§ **AIM**
Extend the passage on sound-driven microrobots, picking up after its final sentence.

§ **PASSAGE PROVIDED**
|---|

In the 1960's book and film Fantastic Voyage a team of people are briefly shrunk to the point they can sail a miniature submarine through a scientist's bloodstream to remove a potentially fatal blood clot. Soon, perhaps, tiny robots powered by soundwaves and driven by magnetic fields could do the same thing, hopefully without all the detours.
The idea of using robots smaller than the width of a human hair to fix problems within the body has been a dream of scientists for some time. Unsurprisingly, the obstacles are intimidating, including the slowness of the robots involved, and the fact prototypes are hard to steer close to surfaces such as the walls of blood vessels. That's a problem because it is near the walls that blood flow is smoothest.
Dr Amirreza Aghakhani of the Max Plank Institute for Intelligent Systems has built an early model of a potential solution by trapping an air bubble inside the body of the robot. Sound waves produced outside the object through which the robot is moving drive it to speeds much faster than other machines with similar goals have been able to achieve.

|---|

[Records from a data collection]
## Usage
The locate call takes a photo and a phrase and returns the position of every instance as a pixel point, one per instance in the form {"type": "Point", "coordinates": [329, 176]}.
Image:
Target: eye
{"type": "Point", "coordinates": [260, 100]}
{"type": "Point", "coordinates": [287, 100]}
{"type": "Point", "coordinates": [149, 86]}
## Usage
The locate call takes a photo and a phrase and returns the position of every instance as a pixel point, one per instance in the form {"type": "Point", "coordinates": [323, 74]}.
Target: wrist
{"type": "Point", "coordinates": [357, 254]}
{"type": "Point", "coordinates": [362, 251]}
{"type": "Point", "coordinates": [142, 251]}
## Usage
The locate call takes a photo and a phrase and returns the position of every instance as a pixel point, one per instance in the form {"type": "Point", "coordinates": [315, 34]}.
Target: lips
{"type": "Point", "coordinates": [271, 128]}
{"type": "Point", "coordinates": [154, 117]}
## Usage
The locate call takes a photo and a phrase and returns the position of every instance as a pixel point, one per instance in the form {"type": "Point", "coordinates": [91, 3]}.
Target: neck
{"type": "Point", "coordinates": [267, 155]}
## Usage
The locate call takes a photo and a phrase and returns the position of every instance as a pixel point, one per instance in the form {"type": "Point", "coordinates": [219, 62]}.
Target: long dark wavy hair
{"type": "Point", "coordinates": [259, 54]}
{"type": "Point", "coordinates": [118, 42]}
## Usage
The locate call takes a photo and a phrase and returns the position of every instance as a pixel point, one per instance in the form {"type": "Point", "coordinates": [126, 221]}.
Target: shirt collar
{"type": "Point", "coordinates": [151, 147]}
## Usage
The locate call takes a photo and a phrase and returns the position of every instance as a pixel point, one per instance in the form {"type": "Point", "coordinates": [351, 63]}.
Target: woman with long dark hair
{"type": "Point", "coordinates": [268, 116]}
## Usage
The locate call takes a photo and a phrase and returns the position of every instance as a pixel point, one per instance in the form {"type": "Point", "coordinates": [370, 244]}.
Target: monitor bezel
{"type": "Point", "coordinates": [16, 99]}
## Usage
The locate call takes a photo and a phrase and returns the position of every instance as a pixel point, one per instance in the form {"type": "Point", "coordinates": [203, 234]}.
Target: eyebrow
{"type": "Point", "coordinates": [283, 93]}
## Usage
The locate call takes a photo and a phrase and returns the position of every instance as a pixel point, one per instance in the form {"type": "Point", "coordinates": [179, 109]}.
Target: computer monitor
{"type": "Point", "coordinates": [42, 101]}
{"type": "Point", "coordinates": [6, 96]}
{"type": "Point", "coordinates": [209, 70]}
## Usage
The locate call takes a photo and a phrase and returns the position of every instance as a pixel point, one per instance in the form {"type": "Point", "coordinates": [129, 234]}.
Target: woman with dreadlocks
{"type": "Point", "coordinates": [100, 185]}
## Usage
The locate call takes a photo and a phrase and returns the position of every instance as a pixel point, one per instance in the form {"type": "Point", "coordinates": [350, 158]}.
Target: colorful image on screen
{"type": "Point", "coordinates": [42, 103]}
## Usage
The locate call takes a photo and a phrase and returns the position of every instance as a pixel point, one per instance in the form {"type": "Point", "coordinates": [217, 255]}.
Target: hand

|---|

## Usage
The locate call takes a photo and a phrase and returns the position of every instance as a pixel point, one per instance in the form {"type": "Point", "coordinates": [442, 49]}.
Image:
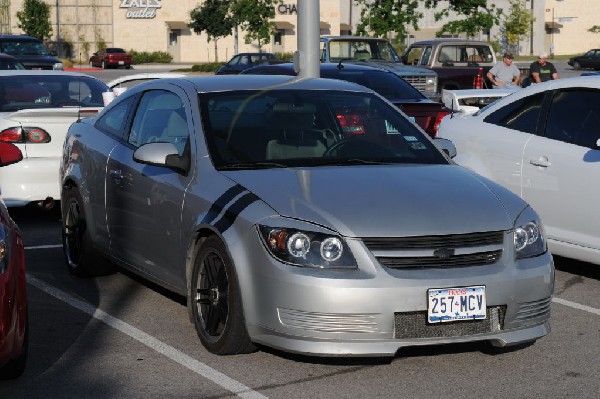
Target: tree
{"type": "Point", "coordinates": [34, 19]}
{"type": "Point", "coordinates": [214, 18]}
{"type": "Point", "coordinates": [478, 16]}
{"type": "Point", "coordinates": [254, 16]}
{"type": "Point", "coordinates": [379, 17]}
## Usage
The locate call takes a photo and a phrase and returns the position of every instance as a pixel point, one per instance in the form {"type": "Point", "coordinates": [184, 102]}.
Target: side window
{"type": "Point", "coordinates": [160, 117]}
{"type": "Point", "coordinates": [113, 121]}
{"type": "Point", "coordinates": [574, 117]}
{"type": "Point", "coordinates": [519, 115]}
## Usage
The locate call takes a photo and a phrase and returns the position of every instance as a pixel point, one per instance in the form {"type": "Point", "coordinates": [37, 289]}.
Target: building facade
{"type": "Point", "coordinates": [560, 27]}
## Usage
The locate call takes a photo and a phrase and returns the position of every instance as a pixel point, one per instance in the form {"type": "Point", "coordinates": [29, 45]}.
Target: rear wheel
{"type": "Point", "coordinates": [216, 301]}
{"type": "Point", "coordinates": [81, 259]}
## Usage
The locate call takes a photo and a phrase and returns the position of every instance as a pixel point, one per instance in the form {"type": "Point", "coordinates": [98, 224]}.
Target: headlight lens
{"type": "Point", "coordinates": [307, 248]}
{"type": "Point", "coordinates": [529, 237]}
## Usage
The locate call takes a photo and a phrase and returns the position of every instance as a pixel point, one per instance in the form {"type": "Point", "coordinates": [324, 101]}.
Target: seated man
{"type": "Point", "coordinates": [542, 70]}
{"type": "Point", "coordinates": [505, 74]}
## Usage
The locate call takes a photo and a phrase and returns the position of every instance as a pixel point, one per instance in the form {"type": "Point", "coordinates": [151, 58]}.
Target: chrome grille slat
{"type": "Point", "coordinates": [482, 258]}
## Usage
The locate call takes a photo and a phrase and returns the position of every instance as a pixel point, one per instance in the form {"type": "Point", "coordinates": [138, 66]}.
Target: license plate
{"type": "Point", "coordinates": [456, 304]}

|---|

§ **RESULT OF THIS EXERCISE**
In Proceedings of the National Academy of Sciences, Aghakhani describes 3D-microprinting what looks a little like R2D2's top half 25 μm across. A gap in the bottom allows an air bubble to form when inserted in liquid. A fin at the front provides stability and causes the bot to move in the direction desired, instead of in spirals.
Propulsive force for Akhakhani's device is provided by sound waves oscillating the air bubble, while he steered it by coating the outside with a film of magnetic nickel and applying external magnetic fields.
Although the bot started off orientated at random, the application of the sound waves causes it to flip so that its flat bottom is orientated towards a glass substrate, here substituting for the blood vessel wall.
Although the unnamed bots look clumsy they slide along the surface at 1 millimeter per second (0.04 inches/second), which doesn't sound like much until you realize its 90 body lengths a second. Moreover, they could travel uphill and make sharp turns without difficulty.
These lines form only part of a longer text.